▶ **Written exercise**: Transcribe word for word the lines spanning the line with "indicate the fingernail, one dot per instance" through the end of the records.

# # # # # # #

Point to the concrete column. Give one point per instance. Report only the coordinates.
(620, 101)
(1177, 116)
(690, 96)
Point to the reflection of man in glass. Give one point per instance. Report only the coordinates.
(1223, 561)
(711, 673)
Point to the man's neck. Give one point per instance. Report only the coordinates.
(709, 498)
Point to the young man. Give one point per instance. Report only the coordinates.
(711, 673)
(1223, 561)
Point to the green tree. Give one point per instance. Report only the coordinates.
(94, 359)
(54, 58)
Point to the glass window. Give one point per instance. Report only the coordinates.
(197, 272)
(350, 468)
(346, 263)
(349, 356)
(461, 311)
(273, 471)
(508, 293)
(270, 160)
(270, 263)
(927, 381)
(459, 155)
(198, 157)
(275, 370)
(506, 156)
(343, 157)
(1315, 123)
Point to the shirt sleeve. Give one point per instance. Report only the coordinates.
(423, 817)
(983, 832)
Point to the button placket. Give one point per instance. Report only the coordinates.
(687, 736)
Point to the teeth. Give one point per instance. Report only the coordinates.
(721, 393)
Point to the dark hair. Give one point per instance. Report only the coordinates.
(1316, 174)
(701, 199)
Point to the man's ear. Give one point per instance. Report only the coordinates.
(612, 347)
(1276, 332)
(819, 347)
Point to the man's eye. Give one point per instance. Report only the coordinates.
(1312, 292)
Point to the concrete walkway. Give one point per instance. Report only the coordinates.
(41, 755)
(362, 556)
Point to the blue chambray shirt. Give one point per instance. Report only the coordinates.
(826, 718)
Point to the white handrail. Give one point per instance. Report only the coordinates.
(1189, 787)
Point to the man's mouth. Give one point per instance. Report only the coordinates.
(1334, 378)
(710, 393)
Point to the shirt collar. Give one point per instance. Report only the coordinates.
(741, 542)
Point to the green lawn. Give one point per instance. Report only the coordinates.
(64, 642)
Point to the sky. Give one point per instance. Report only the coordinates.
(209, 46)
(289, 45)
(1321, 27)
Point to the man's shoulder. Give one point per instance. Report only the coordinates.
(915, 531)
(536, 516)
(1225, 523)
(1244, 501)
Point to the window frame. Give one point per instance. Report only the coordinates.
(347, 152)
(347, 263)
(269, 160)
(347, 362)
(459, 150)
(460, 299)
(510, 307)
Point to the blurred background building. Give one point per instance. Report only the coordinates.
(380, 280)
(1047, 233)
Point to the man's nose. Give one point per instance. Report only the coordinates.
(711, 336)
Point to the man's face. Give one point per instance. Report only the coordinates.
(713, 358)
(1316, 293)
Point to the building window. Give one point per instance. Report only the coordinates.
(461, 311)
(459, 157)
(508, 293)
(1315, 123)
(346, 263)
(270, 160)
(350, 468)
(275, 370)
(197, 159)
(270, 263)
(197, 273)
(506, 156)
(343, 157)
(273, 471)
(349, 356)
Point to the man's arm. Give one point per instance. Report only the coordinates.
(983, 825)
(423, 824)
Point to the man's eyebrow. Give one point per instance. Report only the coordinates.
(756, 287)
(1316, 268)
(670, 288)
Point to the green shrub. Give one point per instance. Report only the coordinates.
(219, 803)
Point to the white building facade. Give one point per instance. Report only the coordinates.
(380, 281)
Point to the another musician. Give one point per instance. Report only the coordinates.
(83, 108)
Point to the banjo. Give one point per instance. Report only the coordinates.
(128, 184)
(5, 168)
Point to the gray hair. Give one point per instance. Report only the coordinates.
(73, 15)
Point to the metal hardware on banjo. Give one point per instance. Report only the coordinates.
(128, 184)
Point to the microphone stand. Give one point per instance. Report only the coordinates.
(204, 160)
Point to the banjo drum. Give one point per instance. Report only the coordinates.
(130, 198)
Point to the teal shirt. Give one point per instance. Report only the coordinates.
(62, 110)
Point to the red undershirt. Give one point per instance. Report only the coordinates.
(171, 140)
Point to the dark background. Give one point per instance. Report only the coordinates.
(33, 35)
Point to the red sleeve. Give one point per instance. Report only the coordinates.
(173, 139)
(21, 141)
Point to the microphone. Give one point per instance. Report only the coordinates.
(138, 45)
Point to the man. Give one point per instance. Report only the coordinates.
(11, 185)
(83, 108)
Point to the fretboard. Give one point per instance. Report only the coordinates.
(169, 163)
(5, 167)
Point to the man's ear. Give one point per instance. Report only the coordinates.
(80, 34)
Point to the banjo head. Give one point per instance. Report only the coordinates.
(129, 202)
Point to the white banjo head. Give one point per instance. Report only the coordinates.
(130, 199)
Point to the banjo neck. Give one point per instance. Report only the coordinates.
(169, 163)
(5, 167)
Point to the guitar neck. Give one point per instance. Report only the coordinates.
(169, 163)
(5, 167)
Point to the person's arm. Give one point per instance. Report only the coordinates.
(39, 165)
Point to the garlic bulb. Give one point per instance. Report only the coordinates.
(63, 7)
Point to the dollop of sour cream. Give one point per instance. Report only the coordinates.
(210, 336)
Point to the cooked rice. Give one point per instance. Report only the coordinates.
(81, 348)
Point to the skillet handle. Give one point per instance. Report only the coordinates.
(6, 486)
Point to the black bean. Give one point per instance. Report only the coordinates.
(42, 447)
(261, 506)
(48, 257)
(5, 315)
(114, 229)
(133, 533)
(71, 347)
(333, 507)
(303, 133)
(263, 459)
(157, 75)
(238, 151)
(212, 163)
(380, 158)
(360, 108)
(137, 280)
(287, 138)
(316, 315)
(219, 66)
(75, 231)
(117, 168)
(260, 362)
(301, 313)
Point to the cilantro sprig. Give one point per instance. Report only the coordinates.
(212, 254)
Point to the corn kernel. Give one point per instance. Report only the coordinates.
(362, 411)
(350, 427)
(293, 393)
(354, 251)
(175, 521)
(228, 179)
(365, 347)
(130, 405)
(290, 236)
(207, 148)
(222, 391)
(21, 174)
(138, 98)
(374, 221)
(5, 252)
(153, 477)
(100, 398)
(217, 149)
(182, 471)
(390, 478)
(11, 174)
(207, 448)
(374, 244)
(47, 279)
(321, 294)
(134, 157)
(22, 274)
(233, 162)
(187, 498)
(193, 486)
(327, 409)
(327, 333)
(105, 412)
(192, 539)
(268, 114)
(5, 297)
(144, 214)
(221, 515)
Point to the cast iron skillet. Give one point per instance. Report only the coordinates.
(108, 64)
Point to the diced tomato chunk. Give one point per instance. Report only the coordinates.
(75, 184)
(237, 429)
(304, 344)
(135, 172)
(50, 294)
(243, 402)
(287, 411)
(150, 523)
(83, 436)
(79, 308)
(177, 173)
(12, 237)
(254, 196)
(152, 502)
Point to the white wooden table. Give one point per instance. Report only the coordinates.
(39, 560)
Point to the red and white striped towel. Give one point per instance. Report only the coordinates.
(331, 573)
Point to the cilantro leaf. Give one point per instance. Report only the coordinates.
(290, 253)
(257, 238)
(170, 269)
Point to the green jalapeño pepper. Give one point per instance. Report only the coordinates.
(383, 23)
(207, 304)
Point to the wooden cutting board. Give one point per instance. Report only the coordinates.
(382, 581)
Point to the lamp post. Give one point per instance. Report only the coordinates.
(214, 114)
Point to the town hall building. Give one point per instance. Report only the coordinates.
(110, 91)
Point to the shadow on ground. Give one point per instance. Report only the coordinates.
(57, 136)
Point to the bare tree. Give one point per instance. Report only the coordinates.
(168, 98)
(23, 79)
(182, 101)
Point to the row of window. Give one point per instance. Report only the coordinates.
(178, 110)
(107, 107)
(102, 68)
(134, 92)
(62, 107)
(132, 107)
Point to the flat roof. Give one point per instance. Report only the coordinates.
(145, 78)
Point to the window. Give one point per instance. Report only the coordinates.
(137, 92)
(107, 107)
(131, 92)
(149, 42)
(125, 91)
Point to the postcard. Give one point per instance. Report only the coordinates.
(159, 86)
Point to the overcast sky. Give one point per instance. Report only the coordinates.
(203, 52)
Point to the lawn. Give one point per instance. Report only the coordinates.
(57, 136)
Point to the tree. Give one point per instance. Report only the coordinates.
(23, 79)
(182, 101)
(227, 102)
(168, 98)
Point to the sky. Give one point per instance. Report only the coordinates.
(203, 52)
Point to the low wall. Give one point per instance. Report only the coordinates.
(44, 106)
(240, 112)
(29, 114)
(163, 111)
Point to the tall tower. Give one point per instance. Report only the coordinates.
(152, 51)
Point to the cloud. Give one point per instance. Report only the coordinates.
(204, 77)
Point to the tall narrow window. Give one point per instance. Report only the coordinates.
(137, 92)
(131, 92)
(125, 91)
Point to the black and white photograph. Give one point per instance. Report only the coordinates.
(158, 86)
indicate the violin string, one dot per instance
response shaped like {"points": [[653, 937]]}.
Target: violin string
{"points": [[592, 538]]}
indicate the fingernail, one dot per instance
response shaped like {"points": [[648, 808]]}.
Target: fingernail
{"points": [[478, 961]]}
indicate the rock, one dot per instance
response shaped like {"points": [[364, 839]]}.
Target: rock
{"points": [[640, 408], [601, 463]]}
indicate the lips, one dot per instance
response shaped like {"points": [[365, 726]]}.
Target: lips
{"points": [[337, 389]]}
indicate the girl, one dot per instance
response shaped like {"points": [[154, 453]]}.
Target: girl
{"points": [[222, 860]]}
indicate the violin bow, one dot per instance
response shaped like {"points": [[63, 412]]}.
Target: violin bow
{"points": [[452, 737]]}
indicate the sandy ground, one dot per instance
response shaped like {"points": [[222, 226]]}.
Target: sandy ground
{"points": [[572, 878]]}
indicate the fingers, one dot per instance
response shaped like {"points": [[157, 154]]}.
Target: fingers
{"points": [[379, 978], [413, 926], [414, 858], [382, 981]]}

# # # # # # #

▶ **Response for this exercise**:
indicate the fingernail, one dot per instance
response shaped like {"points": [[648, 808]]}.
Target: fingernail
{"points": [[478, 961]]}
indicate the rock, one dot per instance
response shaped like {"points": [[364, 839]]}.
Target: rock
{"points": [[640, 408], [601, 463]]}
indicate the lips, one dot per instance
response shaped like {"points": [[365, 726]]}.
Target: lips
{"points": [[337, 389]]}
indicate the girl, one dot per instance
response shaped like {"points": [[154, 453]]}.
Target: girl
{"points": [[222, 860]]}
indicate the violin bow, one dot per instance
response shaped like {"points": [[63, 412]]}.
Target: violin bow
{"points": [[452, 737]]}
indicate the sandy ground, one dot per instance
response shaped like {"points": [[222, 226]]}.
Target: sandy ground
{"points": [[572, 878]]}
indicate the fingers, one dot per instance
response shaped like {"points": [[157, 154]]}.
Target: fingers
{"points": [[379, 978], [413, 926], [414, 858], [382, 981]]}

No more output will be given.